Provided text =
Researchers are turning their attention to the culinary habits of microbes in their search for a few chemical "crumbs" of evidence of ancient, remote, and even extra-terrestrial life. Scientists are analyzing rocks from the furthest reaches of Earth, and beyond, using new and sensitive instrumentation to check for tell-tale signs of ancient life.
In a paper in the April 8 issue of Science, a University of Rochester team has contributed to the effort. The scientists announced that they were able to re-create in the laboratory chemical signatures that were previously thought to be produced only by living organisms.
"The situation is a little more complicated than some people have thought," says geochemist Ariel Anbar, the lead investigator and an assistant professor of earth and environmental sciences and chemistry. "It's like someone saying that they have found a way to use fingerprints to identify people, and we're saying we can produce those same fingerprints in the lab without having that person around."

Data shown =
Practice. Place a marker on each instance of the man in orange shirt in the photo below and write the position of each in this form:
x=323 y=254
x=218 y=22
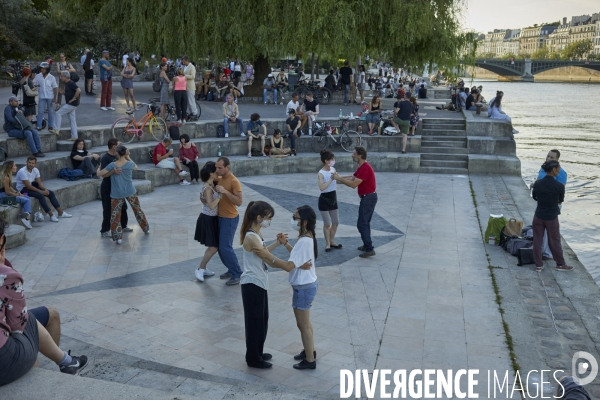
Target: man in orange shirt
x=229 y=217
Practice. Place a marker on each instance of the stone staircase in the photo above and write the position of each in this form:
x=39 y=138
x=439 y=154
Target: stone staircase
x=444 y=146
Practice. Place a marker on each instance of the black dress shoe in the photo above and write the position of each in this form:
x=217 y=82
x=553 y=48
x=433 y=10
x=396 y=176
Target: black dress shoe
x=306 y=365
x=302 y=355
x=261 y=365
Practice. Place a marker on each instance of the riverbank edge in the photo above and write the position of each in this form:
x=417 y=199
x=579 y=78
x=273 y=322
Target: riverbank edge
x=541 y=337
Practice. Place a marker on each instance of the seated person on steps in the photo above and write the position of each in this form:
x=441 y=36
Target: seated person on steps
x=161 y=157
x=29 y=182
x=256 y=130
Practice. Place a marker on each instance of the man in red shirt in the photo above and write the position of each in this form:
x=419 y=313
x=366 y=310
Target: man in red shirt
x=364 y=180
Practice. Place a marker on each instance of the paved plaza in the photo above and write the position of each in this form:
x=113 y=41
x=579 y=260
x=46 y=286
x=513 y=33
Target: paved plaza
x=425 y=301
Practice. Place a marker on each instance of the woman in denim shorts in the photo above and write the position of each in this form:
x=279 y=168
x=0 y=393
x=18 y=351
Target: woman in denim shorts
x=304 y=282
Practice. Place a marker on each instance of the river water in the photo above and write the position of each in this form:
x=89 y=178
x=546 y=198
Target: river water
x=563 y=116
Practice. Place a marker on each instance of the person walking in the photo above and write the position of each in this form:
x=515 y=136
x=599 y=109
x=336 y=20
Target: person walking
x=180 y=95
x=328 y=200
x=231 y=188
x=122 y=189
x=48 y=92
x=164 y=89
x=72 y=96
x=302 y=277
x=548 y=193
x=364 y=180
x=207 y=226
x=105 y=189
x=127 y=74
x=188 y=155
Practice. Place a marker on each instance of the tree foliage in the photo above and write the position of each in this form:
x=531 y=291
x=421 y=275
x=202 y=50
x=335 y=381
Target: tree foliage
x=410 y=31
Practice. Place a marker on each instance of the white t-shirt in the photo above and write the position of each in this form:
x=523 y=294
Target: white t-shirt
x=302 y=252
x=293 y=105
x=25 y=175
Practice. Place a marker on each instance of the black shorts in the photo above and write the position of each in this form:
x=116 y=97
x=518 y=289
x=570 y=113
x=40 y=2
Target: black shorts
x=20 y=352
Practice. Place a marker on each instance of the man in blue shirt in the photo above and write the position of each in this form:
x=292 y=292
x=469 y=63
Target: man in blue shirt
x=553 y=155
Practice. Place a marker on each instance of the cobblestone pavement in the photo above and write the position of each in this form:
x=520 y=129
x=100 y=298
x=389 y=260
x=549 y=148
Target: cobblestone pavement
x=551 y=315
x=424 y=301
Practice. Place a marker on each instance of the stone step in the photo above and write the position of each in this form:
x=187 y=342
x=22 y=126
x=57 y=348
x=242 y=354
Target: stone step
x=444 y=143
x=15 y=236
x=444 y=170
x=447 y=150
x=67 y=145
x=444 y=163
x=442 y=156
x=443 y=132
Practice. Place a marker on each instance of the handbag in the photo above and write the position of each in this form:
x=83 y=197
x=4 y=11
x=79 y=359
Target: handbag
x=513 y=227
x=9 y=201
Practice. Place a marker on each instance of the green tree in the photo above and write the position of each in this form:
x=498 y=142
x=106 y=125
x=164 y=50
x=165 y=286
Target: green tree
x=412 y=32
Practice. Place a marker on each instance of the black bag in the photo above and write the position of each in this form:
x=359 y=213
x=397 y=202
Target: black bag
x=525 y=256
x=515 y=244
x=174 y=132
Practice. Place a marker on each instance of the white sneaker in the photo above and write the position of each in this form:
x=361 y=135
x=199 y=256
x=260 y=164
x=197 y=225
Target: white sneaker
x=200 y=275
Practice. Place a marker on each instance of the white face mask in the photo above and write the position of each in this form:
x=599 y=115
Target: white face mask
x=295 y=224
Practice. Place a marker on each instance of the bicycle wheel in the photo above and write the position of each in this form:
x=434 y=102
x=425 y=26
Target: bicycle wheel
x=157 y=127
x=350 y=139
x=324 y=95
x=319 y=141
x=120 y=130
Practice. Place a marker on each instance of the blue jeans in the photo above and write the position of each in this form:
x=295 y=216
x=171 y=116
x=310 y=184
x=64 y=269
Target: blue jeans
x=226 y=125
x=22 y=200
x=42 y=104
x=274 y=90
x=365 y=213
x=227 y=228
x=31 y=135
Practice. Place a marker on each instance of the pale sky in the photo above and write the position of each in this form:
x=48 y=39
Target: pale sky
x=487 y=15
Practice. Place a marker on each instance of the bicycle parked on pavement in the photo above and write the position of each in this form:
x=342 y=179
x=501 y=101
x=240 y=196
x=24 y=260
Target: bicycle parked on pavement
x=125 y=129
x=326 y=136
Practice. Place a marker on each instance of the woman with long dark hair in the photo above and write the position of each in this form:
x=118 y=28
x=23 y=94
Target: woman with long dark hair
x=122 y=189
x=328 y=200
x=303 y=281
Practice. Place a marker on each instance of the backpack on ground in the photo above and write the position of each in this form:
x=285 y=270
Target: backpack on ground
x=515 y=244
x=69 y=174
x=174 y=132
x=525 y=256
x=157 y=84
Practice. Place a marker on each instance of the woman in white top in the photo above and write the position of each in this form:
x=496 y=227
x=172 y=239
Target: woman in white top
x=303 y=281
x=255 y=280
x=328 y=200
x=207 y=226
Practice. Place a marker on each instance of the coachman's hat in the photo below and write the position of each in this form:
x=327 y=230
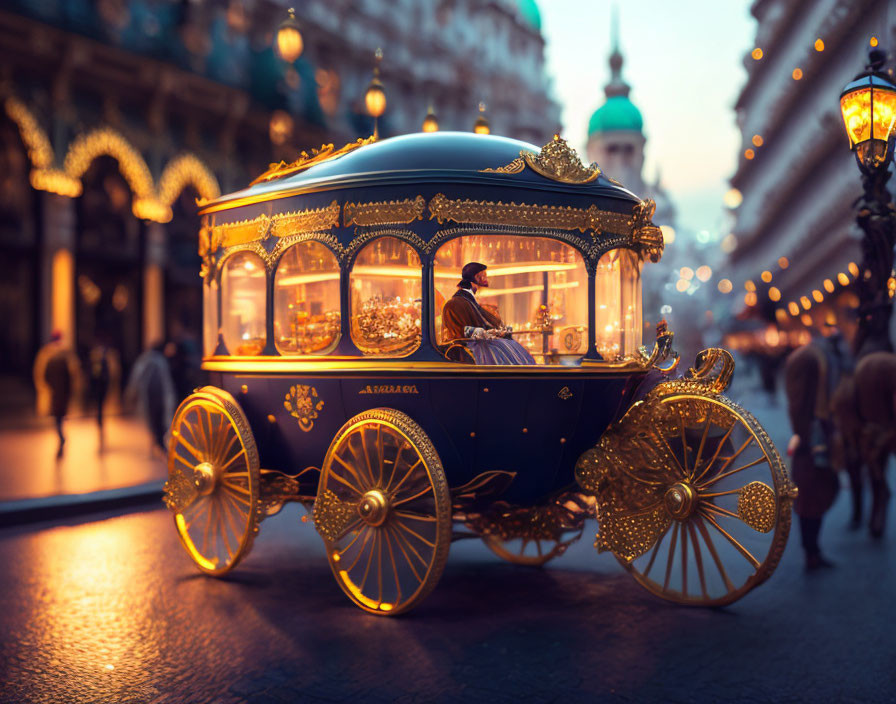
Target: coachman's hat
x=468 y=273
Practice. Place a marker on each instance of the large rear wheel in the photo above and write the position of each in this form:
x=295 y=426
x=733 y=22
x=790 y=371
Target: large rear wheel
x=213 y=480
x=384 y=511
x=693 y=498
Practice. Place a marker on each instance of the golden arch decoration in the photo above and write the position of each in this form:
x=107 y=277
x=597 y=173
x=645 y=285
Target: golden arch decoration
x=44 y=177
x=187 y=169
x=108 y=142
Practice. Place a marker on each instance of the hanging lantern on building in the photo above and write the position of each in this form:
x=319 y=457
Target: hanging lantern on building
x=289 y=38
x=430 y=123
x=868 y=105
x=375 y=97
x=481 y=125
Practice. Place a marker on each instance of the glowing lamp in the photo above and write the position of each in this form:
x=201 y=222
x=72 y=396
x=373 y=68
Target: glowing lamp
x=430 y=123
x=289 y=38
x=868 y=105
x=481 y=125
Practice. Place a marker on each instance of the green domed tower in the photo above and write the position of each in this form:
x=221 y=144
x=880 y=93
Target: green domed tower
x=615 y=130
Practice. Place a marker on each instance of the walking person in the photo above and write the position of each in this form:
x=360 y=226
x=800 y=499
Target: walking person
x=58 y=378
x=812 y=373
x=151 y=386
x=99 y=383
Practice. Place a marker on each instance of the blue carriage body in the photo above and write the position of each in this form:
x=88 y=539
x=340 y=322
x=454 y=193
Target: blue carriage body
x=426 y=190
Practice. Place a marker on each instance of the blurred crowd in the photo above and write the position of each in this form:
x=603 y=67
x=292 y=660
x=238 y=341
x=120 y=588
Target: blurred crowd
x=90 y=381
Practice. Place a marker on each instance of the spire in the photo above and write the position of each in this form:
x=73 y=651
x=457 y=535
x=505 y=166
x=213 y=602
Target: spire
x=616 y=86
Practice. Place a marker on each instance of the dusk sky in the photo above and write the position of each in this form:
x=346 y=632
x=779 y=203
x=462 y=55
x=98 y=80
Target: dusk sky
x=686 y=68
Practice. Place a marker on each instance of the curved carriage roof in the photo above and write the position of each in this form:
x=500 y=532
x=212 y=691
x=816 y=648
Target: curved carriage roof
x=440 y=157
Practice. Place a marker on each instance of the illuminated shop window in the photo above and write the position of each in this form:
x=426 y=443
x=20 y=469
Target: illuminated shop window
x=243 y=304
x=537 y=286
x=306 y=300
x=210 y=317
x=386 y=282
x=617 y=304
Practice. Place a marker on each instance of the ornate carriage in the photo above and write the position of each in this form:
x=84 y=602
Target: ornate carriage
x=332 y=383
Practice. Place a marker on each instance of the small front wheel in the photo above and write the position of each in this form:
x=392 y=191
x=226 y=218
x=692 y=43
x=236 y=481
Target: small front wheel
x=384 y=511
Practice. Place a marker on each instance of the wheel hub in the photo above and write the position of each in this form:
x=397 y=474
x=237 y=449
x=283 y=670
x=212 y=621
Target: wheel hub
x=204 y=478
x=374 y=507
x=681 y=500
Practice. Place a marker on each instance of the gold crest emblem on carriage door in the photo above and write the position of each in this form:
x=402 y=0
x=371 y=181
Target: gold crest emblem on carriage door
x=303 y=404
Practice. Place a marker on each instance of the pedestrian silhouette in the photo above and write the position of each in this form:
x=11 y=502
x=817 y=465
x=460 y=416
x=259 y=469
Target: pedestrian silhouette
x=58 y=378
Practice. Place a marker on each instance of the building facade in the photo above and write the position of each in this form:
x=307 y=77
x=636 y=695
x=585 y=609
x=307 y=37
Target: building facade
x=117 y=116
x=797 y=245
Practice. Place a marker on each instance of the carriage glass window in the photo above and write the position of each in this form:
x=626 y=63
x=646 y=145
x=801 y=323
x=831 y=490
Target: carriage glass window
x=537 y=286
x=306 y=300
x=617 y=304
x=385 y=283
x=209 y=316
x=243 y=304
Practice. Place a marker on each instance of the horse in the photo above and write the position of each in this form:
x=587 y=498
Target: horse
x=875 y=405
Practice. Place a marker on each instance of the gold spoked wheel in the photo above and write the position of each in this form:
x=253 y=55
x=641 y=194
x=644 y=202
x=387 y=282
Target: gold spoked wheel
x=692 y=498
x=213 y=480
x=384 y=511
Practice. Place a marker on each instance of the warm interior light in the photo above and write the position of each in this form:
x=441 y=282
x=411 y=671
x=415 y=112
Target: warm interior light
x=733 y=198
x=430 y=123
x=289 y=38
x=375 y=98
x=481 y=125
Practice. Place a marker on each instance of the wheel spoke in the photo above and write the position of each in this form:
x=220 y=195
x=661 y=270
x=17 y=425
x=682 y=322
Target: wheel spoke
x=415 y=534
x=719 y=477
x=684 y=445
x=414 y=497
x=351 y=471
x=407 y=474
x=702 y=443
x=368 y=531
x=707 y=538
x=656 y=549
x=407 y=557
x=698 y=557
x=671 y=557
x=403 y=540
x=740 y=548
x=715 y=455
x=394 y=567
x=410 y=515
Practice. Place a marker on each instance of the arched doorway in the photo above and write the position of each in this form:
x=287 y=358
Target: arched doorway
x=20 y=293
x=183 y=291
x=108 y=265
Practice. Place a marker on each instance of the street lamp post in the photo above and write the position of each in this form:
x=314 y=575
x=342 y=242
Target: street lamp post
x=868 y=105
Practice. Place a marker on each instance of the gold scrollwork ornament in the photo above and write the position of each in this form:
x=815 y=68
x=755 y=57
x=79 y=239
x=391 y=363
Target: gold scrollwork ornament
x=303 y=404
x=688 y=472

What to produce = Please name the issue of Science that carried the University of Rochester team's paper, according to the passage on microbial chemical signatures: which issue was it? The entries are material separate from the passage on microbial chemical signatures.

Response for this exercise = The April 8 issue.